Records held in a dataset

* * * * * * *

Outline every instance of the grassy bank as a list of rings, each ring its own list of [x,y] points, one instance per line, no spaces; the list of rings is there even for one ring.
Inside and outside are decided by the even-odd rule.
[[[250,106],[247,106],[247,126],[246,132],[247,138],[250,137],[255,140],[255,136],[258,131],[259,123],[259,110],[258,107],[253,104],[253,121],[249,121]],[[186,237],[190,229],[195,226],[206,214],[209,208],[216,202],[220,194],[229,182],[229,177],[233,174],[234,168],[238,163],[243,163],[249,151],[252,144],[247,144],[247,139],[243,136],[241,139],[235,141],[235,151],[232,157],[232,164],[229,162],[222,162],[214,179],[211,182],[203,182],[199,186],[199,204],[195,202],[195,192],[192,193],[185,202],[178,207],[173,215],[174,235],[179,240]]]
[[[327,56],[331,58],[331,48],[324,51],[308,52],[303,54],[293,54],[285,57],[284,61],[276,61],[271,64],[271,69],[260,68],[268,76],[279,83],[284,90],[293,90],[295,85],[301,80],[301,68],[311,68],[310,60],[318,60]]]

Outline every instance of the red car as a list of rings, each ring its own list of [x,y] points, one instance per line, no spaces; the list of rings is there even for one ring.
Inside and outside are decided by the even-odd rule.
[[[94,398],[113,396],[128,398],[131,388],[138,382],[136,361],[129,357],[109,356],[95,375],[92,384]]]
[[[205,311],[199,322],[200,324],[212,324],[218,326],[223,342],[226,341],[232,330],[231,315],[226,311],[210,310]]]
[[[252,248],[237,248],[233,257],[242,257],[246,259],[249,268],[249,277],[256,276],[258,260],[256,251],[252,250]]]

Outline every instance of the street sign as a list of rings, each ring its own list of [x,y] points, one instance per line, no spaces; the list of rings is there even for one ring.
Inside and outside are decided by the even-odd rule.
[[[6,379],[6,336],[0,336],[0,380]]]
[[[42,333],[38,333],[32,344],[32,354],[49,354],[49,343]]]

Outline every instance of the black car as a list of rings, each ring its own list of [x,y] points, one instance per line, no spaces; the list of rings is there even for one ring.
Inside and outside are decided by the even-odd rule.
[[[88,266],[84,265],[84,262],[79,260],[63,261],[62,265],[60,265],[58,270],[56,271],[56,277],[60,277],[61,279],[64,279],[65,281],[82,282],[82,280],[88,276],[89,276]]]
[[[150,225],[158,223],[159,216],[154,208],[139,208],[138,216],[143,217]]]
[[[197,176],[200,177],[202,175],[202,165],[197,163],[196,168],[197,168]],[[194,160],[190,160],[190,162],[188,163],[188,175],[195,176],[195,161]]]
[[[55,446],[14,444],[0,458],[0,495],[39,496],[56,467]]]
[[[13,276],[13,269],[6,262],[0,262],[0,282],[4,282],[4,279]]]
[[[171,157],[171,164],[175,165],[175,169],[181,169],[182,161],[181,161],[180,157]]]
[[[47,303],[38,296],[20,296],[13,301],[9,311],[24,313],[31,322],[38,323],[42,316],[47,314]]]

* * * * * * *

• [EXERCISE DIRECTIONS]:
Put every line of the listing from the one containing "Outline every instance of the street" down through the one containing "[[[6,379],[6,336],[0,336],[0,380]]]" into a Markdown table with the columns Row and Line. Number each row and leave out blank lines.

• [FINAL RESULT]:
| Row | Line |
|---|---|
| 1 | Outline every instance of the street sign as a list of rings, each ring its own list of [x,y] points, one instance per line, no spaces; the list of rings is there even for one ring. |
| 2 | Inside and outside are decided by the even-odd rule. |
| 3 | [[[6,379],[6,336],[0,336],[0,380]]] |